• [Instructions for the task]
The records that follow must be reproduced in full, with every picture excluded.

• [Records for the exercise]
────────────────────

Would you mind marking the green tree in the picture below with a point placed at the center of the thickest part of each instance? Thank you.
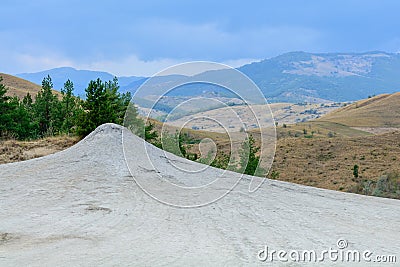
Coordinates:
(5, 110)
(70, 106)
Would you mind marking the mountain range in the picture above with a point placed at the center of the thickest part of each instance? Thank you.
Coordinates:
(291, 77)
(80, 78)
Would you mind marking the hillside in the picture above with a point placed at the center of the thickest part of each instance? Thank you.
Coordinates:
(382, 111)
(20, 87)
(72, 208)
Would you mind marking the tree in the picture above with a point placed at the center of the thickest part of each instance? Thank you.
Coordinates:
(69, 105)
(248, 158)
(5, 110)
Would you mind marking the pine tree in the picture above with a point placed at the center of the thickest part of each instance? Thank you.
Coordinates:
(45, 107)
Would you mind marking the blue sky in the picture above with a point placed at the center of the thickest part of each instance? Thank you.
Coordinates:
(143, 37)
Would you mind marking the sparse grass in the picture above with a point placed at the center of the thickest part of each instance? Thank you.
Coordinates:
(20, 87)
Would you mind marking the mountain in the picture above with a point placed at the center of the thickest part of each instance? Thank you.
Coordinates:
(301, 76)
(80, 78)
(20, 87)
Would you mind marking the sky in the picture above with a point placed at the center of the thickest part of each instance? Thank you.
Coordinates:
(143, 37)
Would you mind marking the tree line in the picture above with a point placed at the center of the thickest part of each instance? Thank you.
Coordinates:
(49, 114)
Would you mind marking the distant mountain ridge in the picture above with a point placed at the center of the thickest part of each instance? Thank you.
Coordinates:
(291, 77)
(80, 78)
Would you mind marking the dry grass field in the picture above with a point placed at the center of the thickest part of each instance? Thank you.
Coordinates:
(379, 111)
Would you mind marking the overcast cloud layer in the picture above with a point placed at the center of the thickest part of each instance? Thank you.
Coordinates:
(143, 37)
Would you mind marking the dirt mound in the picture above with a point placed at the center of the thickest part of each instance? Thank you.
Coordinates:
(83, 206)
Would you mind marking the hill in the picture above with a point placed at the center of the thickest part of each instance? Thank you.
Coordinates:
(382, 111)
(80, 78)
(20, 87)
(73, 207)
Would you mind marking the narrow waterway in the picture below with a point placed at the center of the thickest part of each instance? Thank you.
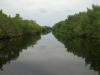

────────────────────

• [Solution for this task]
Would you mind marking the green tree in the picture below with a point placed at the center of the thickest part of each instance? Thank you.
Coordinates:
(5, 110)
(70, 106)
Would you mind marking the mountain range in the picture above with a point placed at the center of the thickest part of each instance? Thank you.
Coordinates:
(291, 77)
(80, 78)
Would you mind marking the hillside in the picture above with a point placed at the center of the thickest part of each instance? Thank you.
Coordinates:
(382, 111)
(20, 87)
(72, 208)
Would you mind marking the tree in the picture above with a point placed at the center of the thickest part of each instance? Thank you.
Coordinates:
(69, 105)
(248, 158)
(5, 110)
Would you mind marking the pine tree in the picture above with a point placed at the center of the thickest part of each instance? Thank you.
Coordinates:
(45, 107)
Would you mind marking the blue sky in the picture above with a point placed at the center of the thickest part of each instance? Thank you.
Coordinates:
(143, 37)
Would you mind marking the sparse grass in the picture above with a point placed at the center of the thickest part of each instance? Thank you.
Coordinates:
(20, 87)
Would you mind marking the mountain in the picture above with a point placed at the center of the thickest part of each instance? Thank you.
Coordinates:
(301, 76)
(80, 78)
(20, 87)
Would you mind marking the sky in the picture above with a point placed at the center of the thickest part of each instance? Thank you.
Coordinates:
(143, 37)
Would you mind marking the tree line in the picture above with a point placed at the center of the thickest part of each instance? Thank you.
Coordinates:
(49, 114)
Would you mind marking the distant mountain ridge in the picture above with a point placed at the center of the thickest part of each instance? Thank you.
Coordinates:
(291, 77)
(80, 78)
Would you mind marking the dry grass field in the picture above with a point placed at the center of the thickest part of each instance? Thank you.
Coordinates:
(379, 111)
Would you mind marking the overcast cloud layer in the picture above with a point placed at the center of the thickest part of each instance? Thank you.
Coordinates:
(143, 37)
Would you mind marking the dirt mound in the picture above with a point placed at the center of the thickest part of each instance? Thank you.
Coordinates:
(83, 206)
Would you mind marking the hill in the picture above with a point placed at the center of the thickest part of each instance? Thank you.
Coordinates:
(382, 111)
(80, 78)
(20, 87)
(73, 207)
Would you mind marking the narrow waterway in the picture below with a point placed at the center of the thickest part of each instance? Thank you.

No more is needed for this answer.